TASK TO COMPLETE: Copy nothing from the entries below except the lines from the one containing "Target: reflective stripe on vest" through the one containing "the yellow parking", and copy those exactly.

(Point localization data)
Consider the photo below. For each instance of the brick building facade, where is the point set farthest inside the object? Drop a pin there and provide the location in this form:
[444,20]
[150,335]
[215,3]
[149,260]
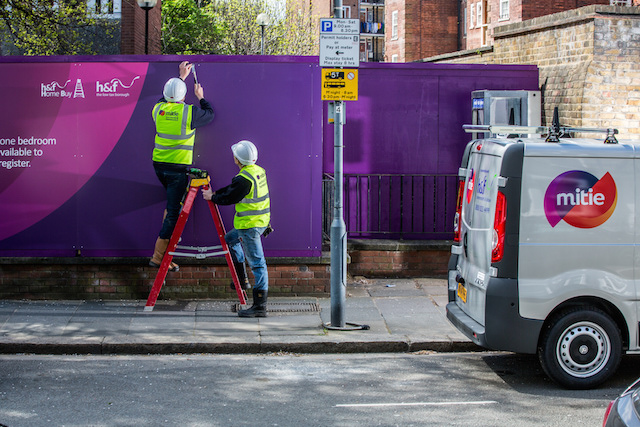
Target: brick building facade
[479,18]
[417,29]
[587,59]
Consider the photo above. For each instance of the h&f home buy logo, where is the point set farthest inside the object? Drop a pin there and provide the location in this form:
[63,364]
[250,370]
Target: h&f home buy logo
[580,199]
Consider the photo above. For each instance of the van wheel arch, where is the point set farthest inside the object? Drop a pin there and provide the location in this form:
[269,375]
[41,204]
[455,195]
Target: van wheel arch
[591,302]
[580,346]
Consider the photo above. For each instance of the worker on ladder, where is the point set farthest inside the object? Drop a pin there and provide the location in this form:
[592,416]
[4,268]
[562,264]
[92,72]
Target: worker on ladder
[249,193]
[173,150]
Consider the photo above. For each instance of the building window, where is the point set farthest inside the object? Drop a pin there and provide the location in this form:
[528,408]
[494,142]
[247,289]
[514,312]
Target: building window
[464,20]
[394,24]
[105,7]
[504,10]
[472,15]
--
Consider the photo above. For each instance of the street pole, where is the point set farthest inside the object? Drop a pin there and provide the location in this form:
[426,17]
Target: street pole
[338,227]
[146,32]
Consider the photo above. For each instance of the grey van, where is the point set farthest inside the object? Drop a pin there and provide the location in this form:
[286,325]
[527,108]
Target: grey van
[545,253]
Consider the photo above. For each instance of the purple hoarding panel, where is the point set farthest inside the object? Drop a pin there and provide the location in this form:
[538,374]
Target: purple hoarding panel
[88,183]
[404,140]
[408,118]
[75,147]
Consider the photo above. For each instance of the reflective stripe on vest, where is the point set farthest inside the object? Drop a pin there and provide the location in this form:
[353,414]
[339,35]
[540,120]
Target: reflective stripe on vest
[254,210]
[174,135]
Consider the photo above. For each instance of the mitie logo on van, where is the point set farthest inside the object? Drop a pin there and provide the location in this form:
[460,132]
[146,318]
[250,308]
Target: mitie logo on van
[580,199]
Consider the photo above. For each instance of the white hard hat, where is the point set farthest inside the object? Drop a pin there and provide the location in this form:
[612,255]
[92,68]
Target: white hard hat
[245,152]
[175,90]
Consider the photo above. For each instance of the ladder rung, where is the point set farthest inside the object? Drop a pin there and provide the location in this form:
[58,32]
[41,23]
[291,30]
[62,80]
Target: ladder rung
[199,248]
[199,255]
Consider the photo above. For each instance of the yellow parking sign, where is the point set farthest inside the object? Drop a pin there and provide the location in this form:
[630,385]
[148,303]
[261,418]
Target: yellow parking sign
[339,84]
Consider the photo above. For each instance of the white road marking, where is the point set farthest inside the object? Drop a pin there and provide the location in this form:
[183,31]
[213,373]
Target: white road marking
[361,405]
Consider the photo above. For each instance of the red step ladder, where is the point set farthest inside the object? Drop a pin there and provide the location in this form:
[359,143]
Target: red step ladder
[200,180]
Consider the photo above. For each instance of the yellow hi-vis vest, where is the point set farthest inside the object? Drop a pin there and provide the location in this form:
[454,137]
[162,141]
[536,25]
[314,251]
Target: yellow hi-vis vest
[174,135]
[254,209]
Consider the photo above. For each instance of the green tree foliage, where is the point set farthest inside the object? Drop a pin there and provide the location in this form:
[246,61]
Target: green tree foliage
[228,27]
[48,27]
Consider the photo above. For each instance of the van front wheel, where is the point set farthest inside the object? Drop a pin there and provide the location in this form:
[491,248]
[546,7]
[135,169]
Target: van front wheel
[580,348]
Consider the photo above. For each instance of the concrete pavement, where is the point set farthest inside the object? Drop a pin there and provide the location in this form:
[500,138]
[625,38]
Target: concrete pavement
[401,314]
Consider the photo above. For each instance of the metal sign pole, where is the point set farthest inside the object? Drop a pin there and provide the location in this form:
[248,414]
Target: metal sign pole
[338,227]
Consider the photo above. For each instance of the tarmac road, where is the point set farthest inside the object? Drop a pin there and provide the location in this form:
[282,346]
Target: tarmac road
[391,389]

EXPECTED ANSWER:
Target: reflective stripe on vest
[254,210]
[174,135]
Consider the photo above. For each instance of the mitie logo on van, where is the point set farthest inside the object? Drop a pin there and provide the location in this form:
[460,132]
[146,318]
[250,308]
Target: mitie logo on van
[580,199]
Consider the photo above. For each instance of the white hard hat, where is the point set farthest inside the object? Drop a pin there and provide the location in this form:
[612,255]
[92,68]
Target: white hard hat
[245,152]
[175,90]
Consider the photo above. For each instance of the ladder rung, where is the point set farthest inside the object? Drop a pin there and provide the location in this form:
[58,32]
[41,23]
[291,30]
[62,80]
Target: ladder rung
[199,248]
[199,255]
Consider the photo above. For each instance of the yellow parking sign, where is the point set farthest inside the object? Drop a pin there and provide the location in this form:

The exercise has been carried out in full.